__Work order__. The lines from the one containing "ngl i can't tell where the armchair" through the end of the entries are what to output; reproduce them exactly and add nothing.

__Available data__.
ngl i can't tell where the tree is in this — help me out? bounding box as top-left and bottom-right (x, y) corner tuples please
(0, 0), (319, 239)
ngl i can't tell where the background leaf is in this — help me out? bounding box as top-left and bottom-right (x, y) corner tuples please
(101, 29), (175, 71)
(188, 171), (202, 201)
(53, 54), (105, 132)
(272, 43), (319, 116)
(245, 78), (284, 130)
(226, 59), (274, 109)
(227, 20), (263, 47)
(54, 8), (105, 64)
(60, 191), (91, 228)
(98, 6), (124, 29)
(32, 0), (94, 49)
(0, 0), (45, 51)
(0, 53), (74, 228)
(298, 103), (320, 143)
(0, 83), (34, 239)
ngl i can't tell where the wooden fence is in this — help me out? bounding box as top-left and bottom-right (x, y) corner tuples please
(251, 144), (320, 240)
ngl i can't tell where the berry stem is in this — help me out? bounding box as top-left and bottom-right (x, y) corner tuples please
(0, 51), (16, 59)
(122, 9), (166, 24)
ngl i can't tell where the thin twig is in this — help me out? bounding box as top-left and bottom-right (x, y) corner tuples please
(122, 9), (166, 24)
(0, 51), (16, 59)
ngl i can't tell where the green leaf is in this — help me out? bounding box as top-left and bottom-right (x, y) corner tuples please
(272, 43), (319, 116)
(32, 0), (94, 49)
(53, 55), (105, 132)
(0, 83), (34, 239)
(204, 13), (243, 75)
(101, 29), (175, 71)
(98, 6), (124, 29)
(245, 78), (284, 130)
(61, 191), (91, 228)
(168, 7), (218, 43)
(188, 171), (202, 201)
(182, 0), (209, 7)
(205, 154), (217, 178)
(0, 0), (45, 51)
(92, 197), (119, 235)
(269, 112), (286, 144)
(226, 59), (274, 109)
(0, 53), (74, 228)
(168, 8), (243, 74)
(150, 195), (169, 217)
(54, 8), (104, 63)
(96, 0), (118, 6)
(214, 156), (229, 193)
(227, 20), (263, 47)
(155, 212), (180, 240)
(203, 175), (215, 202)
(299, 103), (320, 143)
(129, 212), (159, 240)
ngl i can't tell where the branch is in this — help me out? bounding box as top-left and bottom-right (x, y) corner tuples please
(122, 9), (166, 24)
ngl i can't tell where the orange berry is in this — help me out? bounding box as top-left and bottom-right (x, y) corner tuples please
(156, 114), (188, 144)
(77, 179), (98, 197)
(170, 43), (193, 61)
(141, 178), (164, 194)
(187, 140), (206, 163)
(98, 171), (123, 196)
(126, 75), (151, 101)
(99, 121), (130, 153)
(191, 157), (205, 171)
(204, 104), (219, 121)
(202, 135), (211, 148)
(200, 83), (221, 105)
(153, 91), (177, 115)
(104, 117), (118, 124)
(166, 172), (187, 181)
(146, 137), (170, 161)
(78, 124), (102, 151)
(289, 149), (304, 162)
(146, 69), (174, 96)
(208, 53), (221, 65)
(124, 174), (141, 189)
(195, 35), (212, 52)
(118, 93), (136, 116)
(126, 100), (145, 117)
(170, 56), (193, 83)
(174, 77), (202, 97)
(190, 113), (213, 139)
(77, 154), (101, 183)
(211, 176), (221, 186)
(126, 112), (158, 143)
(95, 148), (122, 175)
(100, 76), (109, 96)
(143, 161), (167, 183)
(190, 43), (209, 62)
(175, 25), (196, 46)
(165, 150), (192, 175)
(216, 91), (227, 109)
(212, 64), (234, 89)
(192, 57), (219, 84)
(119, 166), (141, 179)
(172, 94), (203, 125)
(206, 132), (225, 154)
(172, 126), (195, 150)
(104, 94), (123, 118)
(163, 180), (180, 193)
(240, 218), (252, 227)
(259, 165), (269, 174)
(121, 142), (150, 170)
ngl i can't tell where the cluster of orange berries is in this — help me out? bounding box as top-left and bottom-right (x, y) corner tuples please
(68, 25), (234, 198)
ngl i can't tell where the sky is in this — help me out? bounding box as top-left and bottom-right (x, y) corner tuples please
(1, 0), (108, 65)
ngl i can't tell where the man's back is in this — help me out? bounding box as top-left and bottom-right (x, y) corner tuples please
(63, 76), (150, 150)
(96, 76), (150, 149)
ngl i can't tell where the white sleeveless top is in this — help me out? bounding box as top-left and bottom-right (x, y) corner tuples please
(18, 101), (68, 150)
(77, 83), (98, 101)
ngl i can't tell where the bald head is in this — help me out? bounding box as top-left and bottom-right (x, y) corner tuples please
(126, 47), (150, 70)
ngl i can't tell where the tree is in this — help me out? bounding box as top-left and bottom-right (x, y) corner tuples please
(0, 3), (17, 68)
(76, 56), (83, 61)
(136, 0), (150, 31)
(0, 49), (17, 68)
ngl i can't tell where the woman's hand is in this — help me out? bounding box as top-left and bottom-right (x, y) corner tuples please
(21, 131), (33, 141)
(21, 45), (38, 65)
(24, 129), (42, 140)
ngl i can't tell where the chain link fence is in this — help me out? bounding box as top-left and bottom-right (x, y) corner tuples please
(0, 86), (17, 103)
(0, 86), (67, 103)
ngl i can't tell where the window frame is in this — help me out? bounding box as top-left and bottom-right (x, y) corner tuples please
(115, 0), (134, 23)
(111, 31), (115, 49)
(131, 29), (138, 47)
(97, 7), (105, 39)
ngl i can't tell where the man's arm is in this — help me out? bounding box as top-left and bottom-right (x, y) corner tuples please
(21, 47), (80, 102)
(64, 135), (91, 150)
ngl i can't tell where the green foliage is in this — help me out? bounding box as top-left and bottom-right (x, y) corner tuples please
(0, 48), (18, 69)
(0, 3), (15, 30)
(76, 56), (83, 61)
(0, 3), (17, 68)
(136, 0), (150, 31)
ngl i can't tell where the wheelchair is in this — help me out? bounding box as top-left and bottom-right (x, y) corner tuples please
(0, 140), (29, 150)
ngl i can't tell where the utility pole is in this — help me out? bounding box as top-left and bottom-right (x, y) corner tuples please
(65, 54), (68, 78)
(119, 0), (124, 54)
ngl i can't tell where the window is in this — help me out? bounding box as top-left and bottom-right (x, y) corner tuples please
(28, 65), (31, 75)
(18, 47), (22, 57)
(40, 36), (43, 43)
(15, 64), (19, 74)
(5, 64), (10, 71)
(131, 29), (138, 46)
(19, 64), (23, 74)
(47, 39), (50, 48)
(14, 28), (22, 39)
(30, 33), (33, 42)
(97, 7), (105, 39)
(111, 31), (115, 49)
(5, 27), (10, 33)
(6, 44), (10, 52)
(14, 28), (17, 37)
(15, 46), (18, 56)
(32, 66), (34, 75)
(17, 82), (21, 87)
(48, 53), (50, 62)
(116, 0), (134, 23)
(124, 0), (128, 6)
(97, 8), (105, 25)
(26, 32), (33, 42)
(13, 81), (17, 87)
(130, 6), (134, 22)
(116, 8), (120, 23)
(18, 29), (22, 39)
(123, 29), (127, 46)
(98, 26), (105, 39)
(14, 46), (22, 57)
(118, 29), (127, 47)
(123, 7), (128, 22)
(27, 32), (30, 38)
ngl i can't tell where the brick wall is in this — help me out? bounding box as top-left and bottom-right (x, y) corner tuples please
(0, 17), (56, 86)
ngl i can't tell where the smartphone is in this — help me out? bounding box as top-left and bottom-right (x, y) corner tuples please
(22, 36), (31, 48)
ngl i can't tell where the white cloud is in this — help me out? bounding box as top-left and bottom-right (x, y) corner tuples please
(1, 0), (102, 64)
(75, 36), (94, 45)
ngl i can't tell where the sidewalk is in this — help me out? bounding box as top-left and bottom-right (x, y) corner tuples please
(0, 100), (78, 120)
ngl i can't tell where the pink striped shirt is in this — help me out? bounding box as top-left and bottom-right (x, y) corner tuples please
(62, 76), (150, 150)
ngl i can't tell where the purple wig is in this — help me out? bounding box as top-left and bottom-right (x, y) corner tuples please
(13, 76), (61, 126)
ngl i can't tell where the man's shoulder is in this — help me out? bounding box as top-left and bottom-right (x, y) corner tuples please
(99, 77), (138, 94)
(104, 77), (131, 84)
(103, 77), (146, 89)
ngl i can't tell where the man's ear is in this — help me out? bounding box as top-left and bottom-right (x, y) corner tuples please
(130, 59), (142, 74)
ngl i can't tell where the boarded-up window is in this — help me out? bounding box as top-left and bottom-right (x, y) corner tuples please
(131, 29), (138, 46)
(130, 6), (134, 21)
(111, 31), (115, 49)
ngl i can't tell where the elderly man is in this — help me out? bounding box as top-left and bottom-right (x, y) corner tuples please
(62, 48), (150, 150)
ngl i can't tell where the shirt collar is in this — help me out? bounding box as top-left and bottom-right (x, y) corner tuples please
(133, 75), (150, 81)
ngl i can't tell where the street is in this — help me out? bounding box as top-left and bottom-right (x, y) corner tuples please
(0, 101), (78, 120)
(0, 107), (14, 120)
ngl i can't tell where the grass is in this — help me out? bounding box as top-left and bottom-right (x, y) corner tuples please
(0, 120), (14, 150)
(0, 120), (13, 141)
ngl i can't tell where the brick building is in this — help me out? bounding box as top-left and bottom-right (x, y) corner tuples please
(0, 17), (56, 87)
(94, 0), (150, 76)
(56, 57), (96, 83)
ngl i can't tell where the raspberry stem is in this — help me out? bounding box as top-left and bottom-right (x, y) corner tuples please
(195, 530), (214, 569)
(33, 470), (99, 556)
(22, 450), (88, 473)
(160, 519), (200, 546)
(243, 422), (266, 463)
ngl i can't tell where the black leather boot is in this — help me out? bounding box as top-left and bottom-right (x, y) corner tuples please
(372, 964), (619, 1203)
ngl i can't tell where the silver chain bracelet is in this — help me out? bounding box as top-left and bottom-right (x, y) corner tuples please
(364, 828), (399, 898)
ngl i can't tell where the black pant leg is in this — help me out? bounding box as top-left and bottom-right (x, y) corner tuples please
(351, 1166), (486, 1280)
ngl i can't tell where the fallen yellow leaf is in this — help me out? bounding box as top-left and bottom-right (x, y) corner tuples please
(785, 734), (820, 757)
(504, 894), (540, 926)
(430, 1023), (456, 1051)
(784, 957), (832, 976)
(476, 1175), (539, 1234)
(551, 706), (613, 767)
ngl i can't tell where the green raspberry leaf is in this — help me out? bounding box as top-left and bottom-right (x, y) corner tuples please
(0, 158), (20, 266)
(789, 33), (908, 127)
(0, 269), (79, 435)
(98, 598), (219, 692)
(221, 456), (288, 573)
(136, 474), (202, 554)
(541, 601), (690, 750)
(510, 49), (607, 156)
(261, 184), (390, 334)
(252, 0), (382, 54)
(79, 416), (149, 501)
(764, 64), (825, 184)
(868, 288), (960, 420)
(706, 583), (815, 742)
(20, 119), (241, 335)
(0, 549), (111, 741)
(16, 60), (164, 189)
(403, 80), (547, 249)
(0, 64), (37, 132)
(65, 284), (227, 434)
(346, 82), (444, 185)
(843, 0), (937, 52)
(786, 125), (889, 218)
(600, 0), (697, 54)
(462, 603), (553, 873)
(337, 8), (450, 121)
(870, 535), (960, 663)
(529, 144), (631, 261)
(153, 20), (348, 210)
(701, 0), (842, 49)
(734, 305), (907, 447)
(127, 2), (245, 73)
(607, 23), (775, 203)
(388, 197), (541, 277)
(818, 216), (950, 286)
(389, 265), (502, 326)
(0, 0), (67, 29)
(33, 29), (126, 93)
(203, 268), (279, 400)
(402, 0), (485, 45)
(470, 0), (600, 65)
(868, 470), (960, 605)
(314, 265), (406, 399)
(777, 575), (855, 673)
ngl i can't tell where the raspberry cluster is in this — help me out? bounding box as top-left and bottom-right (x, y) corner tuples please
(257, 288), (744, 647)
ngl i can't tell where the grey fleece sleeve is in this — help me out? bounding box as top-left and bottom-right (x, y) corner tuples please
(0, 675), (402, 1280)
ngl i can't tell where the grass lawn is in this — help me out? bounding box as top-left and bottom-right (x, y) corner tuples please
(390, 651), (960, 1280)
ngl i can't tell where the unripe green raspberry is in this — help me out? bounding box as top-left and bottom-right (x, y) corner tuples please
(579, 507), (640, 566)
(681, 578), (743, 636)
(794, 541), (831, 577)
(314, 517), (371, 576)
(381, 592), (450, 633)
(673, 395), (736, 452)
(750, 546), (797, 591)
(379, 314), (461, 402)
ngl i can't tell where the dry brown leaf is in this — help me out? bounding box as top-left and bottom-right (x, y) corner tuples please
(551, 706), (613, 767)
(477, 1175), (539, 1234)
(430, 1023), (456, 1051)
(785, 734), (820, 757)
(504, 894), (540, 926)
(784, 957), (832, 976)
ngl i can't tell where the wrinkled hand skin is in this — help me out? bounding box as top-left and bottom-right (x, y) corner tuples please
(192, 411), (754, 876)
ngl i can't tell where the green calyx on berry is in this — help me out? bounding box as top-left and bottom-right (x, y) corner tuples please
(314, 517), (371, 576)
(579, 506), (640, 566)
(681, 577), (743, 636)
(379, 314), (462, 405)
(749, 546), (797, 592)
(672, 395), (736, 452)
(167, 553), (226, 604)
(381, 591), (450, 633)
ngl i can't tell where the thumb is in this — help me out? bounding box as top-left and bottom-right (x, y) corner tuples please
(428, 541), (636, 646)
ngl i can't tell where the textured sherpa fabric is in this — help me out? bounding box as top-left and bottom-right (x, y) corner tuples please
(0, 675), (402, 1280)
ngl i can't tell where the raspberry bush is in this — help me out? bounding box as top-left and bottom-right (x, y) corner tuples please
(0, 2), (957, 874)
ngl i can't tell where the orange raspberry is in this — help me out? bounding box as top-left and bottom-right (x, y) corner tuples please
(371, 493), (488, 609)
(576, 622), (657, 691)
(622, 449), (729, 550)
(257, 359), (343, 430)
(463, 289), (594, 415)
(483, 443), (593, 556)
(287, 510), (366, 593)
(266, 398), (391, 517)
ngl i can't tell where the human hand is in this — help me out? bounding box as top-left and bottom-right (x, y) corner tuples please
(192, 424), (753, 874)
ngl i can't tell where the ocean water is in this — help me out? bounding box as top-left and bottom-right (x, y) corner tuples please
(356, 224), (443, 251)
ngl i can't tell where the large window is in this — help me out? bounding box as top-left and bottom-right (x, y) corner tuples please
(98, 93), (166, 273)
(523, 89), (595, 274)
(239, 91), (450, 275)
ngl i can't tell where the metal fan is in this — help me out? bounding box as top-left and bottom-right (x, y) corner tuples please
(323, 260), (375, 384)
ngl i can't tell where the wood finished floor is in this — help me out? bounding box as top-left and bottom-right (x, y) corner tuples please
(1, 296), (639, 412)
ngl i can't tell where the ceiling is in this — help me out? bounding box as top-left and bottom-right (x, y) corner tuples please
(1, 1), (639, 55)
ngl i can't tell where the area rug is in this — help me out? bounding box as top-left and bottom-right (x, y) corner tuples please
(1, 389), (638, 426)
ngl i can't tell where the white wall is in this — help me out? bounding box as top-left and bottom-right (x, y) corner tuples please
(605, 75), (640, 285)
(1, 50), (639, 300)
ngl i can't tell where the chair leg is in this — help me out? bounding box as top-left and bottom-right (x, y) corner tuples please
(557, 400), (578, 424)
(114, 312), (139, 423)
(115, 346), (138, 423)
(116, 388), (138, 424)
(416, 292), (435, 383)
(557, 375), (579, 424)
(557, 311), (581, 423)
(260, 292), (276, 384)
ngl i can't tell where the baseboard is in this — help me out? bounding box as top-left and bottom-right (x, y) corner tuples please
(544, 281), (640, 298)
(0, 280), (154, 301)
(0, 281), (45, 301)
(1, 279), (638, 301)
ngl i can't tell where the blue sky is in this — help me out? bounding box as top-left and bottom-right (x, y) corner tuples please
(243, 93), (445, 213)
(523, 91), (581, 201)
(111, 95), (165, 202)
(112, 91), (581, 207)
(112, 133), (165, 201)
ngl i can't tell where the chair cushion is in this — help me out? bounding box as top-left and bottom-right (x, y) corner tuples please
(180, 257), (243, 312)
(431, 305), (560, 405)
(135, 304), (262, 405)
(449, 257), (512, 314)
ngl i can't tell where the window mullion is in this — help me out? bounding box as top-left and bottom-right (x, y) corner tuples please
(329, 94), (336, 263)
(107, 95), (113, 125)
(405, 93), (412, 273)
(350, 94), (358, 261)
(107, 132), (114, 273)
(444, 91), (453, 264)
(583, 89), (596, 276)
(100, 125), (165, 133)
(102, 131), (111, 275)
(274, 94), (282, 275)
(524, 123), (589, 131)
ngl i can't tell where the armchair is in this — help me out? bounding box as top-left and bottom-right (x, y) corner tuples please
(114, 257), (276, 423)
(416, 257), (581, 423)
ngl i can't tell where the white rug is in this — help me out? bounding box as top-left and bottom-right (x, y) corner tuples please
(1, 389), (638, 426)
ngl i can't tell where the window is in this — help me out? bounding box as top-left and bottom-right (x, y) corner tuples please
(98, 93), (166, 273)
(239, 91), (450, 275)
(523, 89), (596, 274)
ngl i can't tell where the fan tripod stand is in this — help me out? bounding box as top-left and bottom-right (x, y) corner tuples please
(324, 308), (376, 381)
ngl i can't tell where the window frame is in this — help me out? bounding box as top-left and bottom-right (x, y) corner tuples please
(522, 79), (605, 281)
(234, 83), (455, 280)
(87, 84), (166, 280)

__Answer__.
ngl i can't tell where the armchair is in this — help me out? bounding box as top-left and bottom-right (x, y) corner tuples please
(114, 257), (276, 423)
(416, 257), (581, 423)
ngl i can't tell where the white rug is in this — help me out? bounding box as top-left and bottom-right (x, y) corner tuples please
(1, 389), (638, 426)
ngl i can't tell where the window is in this — help me out? bounding box as top-left and bottom-right (x, y) corner tuples please
(98, 93), (166, 273)
(239, 91), (450, 275)
(523, 89), (596, 274)
ngl i can't tell where the fan tripod stand is in this — help me out? bounding box as top-left and bottom-right (x, y) corner tuples please
(324, 308), (376, 381)
ngl i can't tell where the window frame is in this — help me out? bounding box as top-left and bottom-right (x, y) corner tuples please
(522, 79), (605, 281)
(234, 83), (455, 280)
(87, 84), (166, 280)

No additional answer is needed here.